What to produce. Count the lines in the listing below that contain the word "Each", and reply with only that number.

Record excerpts.

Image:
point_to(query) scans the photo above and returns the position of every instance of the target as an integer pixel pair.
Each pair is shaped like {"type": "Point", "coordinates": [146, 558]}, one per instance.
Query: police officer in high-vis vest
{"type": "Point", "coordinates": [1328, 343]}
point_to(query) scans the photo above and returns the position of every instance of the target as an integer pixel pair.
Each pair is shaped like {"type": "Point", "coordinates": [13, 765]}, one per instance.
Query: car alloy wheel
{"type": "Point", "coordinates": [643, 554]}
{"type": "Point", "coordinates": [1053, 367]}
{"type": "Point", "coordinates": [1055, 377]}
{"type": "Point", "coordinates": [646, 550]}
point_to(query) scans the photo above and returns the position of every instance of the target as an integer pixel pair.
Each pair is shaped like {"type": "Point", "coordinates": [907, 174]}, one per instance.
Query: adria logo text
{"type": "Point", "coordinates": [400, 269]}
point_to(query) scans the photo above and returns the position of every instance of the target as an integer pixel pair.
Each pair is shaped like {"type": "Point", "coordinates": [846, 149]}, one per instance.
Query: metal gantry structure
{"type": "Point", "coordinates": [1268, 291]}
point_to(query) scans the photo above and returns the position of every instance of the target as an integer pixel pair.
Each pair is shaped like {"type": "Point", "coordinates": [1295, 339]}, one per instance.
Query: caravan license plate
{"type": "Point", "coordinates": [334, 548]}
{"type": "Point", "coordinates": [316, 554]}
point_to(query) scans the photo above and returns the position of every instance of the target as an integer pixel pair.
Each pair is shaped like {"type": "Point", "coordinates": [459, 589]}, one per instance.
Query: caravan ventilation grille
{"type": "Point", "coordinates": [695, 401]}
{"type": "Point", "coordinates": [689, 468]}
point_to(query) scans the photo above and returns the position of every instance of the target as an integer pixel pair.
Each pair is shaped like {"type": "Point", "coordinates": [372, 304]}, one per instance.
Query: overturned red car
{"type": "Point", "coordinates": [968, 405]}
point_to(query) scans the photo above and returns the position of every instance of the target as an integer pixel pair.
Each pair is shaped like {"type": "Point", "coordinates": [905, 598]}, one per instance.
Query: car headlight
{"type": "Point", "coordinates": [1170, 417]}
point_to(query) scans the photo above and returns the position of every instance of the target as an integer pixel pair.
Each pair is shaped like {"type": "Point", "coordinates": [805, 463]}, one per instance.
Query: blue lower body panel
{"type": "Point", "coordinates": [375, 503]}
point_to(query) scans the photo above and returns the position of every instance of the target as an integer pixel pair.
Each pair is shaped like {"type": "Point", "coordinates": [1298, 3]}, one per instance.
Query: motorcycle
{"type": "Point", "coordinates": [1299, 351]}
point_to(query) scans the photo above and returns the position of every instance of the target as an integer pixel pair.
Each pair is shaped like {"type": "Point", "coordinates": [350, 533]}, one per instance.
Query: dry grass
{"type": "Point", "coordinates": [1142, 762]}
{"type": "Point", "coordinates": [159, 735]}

Result of this exercise. 11